* START Provided text *

Re: [xml-dev] RE: Comprehensive list of issues with dereferencing alink?

[Date Prev] | [Thread Prev] | [Thread Next] | [Date Next] -- [Date Index] | [Thread Index]

Re: [xml-dev] RE: Comprehensive list of issues with dereferencing alink? Stress-testing link crawlers

From: "Liam R. E. Quin" <liam@w3.org>
To: "Costello, Roger L." <costello@mitre.org>
Date: Mon, 29 Jun 2015 00:37:01 -0400

On Sun, 2015-06-28 at 14:51 +0000, Costello, Roger L. wrote:
> Thank you very much for the outstanding responses.
> 
> I have a few questions about the behavior you expect of XML tools 
> with respect to links (specifically, links to a redirect page).
> 
> 
> 1. Suppose an XML document has an external entity reference (link). 
> The link points to a redirect page and the redirect page points to 
> the real content. What behavior do you expect of an XML parser? 
> Should the XML parser:

I'm going to assume you mean an HTTP redirect here.
> 
> (a) Follow the redirect and retrieve the real content.

Yes. This is mandated by the HTTP spec. (or should be - the HTTP specs 
are awfully vague)

> 
> (b) Retrieve the redirect page.
> 
> (c) Generate an error.
> 
> 
> 2. Suppose an XML document is to be validated against an XML Schema. 
> The schema validator is provided the link to the XML instance 
> document and the link to the XML schema document. The link to the 
> XML schema document points to a redirect page and the redirect page 
> points to the real XML schema. What behavior do you expect of an XML 
> schema validator? Should the XML schema validator:
> 
> (a) Follow the redirect and retrieve the real XML schema (and 
> successfully validate against the real XML schema).

* END Provided text *

Set down the whole xml-dev message on link redirects word for word. The data that follow come from a separate source.

* START Available data *

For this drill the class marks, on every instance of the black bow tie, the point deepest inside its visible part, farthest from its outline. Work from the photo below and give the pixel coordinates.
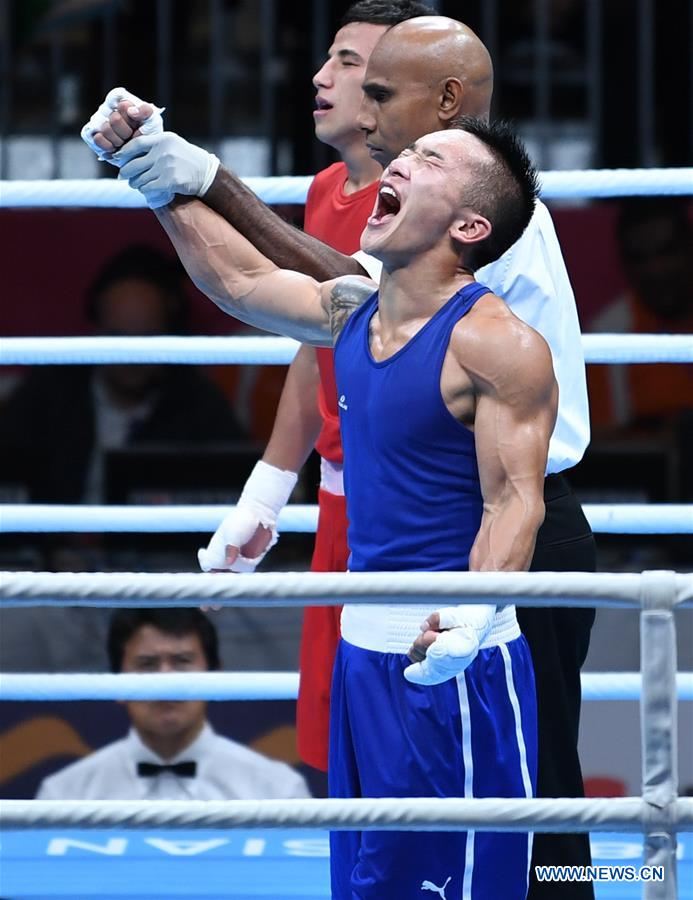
(186, 769)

* END Available data *

▶ **Written solution**
Re: [xml-dev] RE: Comprehensive list of issues with dereferencing alink?

[Date Prev] | [Thread Prev] | [Thread Next] | [Date Next] -- [Date Index] | [Thread Index]

Re: [xml-dev] RE: Comprehensive list of issues with dereferencing alink? Stress-testing link crawlers

From: "Liam R. E. Quin" <liam@w3.org>
To: "Costello, Roger L." <costello@mitre.org>
Date: Mon, 29 Jun 2015 00:37:01 -0400

On Sun, 2015-06-28 at 14:51 +0000, Costello, Roger L. wrote:
> Thank you very much for the outstanding responses.
> 
> I have a few questions about the behavior you expect of XML tools 
> with respect to links (specifically, links to a redirect page).
> 
> 
> 1. Suppose an XML document has an external entity reference (link). 
> The link points to a redirect page and the redirect page points to 
> the real content. What behavior do you expect of an XML parser? 
> Should the XML parser:

I'm going to assume you mean an HTTP redirect here.
> 
> (a) Follow the redirect and retrieve the real content.

Yes. This is mandated by the HTTP spec. (or should be - the HTTP specs 
are awfully vague)

> 
> (b) Retrieve the redirect page.
> 
> (c) Generate an error.
> 
> 
> 2. Suppose an XML document is to be validated against an XML Schema. 
> The schema validator is provided the link to the XML instance 
> document and the link to the XML schema document. The link to the 
> XML schema document points to a redirect page and the redirect page 
> points to the real XML schema. What behavior do you expect of an XML 
> schema validator? Should the XML schema validator:
> 
> (a) Follow the redirect and retrieve the real XML schema (and 
> successfully validate against the real XML schema).